What you are asked to do: Please, could you print all the lines below exactly, leaving out the pictures?

Provided entries:
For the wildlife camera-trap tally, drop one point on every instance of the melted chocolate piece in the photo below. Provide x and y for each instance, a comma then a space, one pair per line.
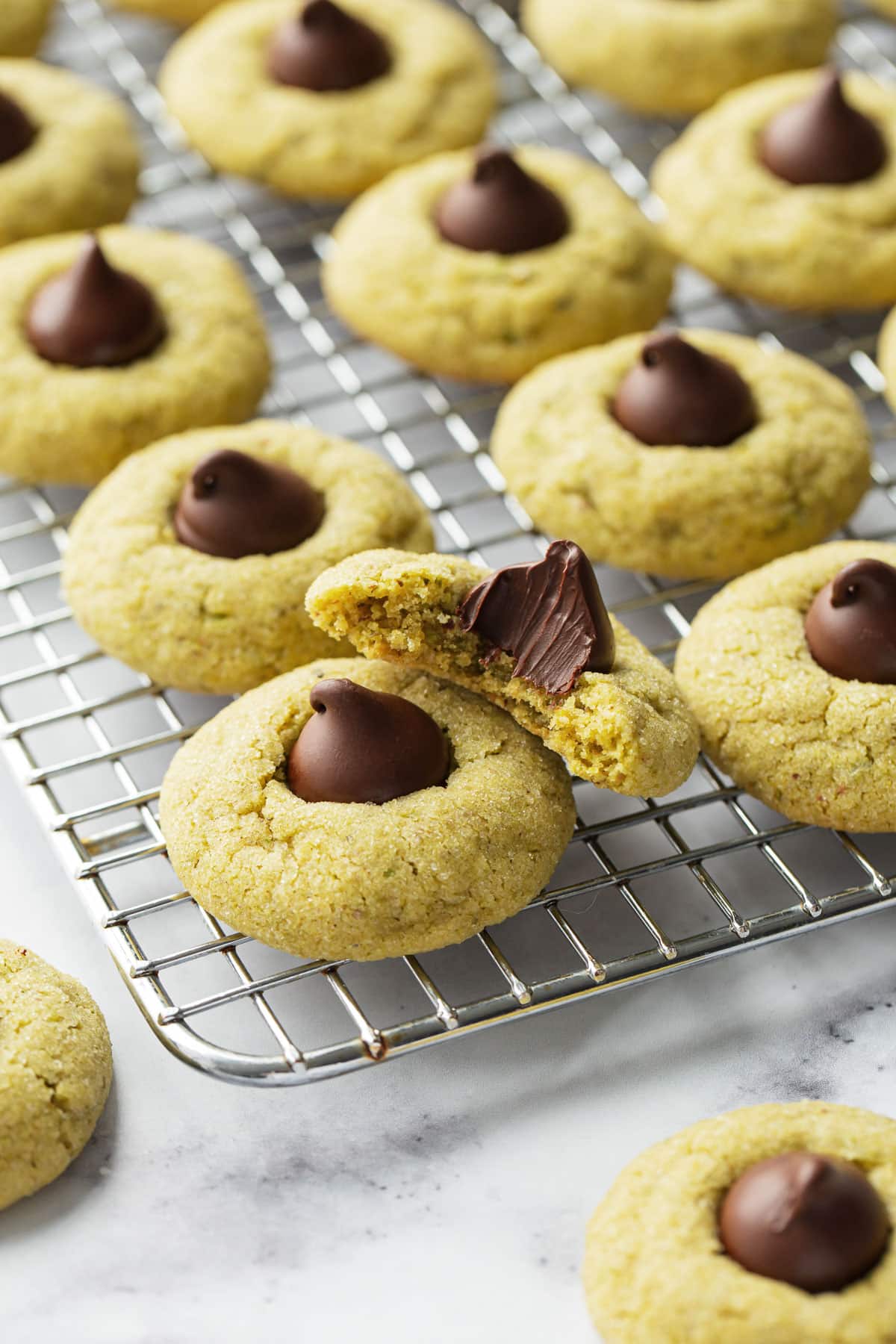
235, 505
16, 129
677, 394
822, 140
850, 625
327, 50
805, 1219
548, 616
366, 746
94, 316
500, 208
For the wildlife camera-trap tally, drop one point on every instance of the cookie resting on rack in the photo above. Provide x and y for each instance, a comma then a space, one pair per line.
111, 343
692, 455
191, 562
768, 1223
656, 57
786, 191
352, 809
55, 1071
534, 638
323, 100
791, 675
481, 265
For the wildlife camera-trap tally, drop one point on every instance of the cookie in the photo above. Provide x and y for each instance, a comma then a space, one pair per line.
180, 304
55, 1070
625, 729
656, 1266
326, 101
218, 623
822, 238
659, 58
67, 155
491, 309
363, 880
23, 25
815, 746
786, 476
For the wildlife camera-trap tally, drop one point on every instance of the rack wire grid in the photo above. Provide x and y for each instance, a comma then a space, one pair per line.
644, 889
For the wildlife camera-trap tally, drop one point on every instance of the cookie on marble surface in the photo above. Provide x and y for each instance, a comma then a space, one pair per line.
67, 155
481, 267
191, 562
55, 1071
653, 457
660, 1253
105, 349
339, 878
793, 722
623, 727
324, 101
660, 58
815, 233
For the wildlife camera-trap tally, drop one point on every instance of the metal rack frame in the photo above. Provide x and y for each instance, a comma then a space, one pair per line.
645, 887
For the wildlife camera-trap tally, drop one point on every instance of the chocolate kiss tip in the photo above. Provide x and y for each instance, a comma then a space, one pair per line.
326, 49
850, 625
235, 504
822, 140
366, 746
677, 394
500, 208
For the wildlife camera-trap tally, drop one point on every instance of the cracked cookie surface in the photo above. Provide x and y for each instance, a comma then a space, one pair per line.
480, 315
810, 745
438, 94
55, 1071
684, 512
655, 1266
359, 880
202, 623
626, 730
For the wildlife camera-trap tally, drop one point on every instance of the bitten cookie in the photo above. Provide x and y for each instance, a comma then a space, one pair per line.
480, 819
484, 267
768, 1223
623, 727
791, 719
55, 1070
691, 455
786, 191
107, 349
191, 562
682, 58
67, 155
317, 100
23, 25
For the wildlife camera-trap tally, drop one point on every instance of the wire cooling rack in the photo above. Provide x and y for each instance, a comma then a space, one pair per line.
644, 889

Answer box:
For the wildlife camera-trap tally, drop one point on every instance of the melted chocolate piece in the photo below. Provide x and y for each instance, a comma then a space, one pair per line.
235, 505
16, 129
677, 394
822, 140
850, 625
327, 50
805, 1219
548, 616
366, 746
94, 316
500, 208
For the wildlife camera-trap tally, drop one point on every instance of the cookie resting on rack in the photo above. Provide x and y for each instance, a comma then a space, one pair per line.
111, 343
692, 455
191, 562
768, 1223
656, 57
786, 191
352, 809
55, 1071
534, 638
323, 100
791, 675
481, 265
For the wildlife camera-trap tally, drop one point on every instance of the cookie in the photo above. Provide x and y for each instance, a comma then a space, one pair per line.
180, 304
55, 1070
625, 729
656, 1266
326, 101
218, 623
822, 238
659, 58
67, 155
491, 309
363, 880
23, 25
815, 746
786, 476
For the wildlife camera-trap tally, drop one point on every instance of the rack wire grid in the photo above. Provide x and y for each instance, a comma then a space, one pair per line.
644, 889
For the wildlife camera-trap tally, drop one point on every instance of the cookie on marble surface in the photo above. Provide x and y for each instance, a comma then a space, one pair per line.
67, 155
481, 267
191, 562
55, 1071
653, 457
660, 1253
105, 349
339, 878
793, 722
623, 727
324, 101
660, 58
815, 233
For the wildlife camera-trap tally, drop one point on every instance of the metal rack frame in the photo above. Provide x and y for each instance, a comma then a space, one pair per line.
645, 887
For the wildlife camera-trap tally, drop one point on every instance of the chocolate kiss tip in the photo above. Provide x and y for each instance, a comma then a space, one pair per line.
326, 49
850, 625
235, 504
822, 140
366, 746
677, 394
500, 208
For the wildlife camera-trap tally, drop one point on every instance of the cracked cookie surface in the photo above. Provide x and y for each instance, a comma then a space, one pair per line.
480, 315
810, 745
438, 94
55, 1071
684, 512
655, 1266
359, 880
202, 623
626, 730
For the wildlife camera-trap tally, drop one point on every instance of the bitten cookie in the photo above. Provide x and y for each instance, a comma then a space, one pair per line.
480, 819
484, 267
768, 1223
623, 727
791, 719
55, 1070
691, 455
786, 191
107, 349
191, 562
682, 58
67, 155
317, 100
23, 25
For the wildlife camera-trap tally, drop one point on every instance of the wire cooling rack in the photo above. Provide x and y for each instance, a comma then a space, one pair per line.
644, 889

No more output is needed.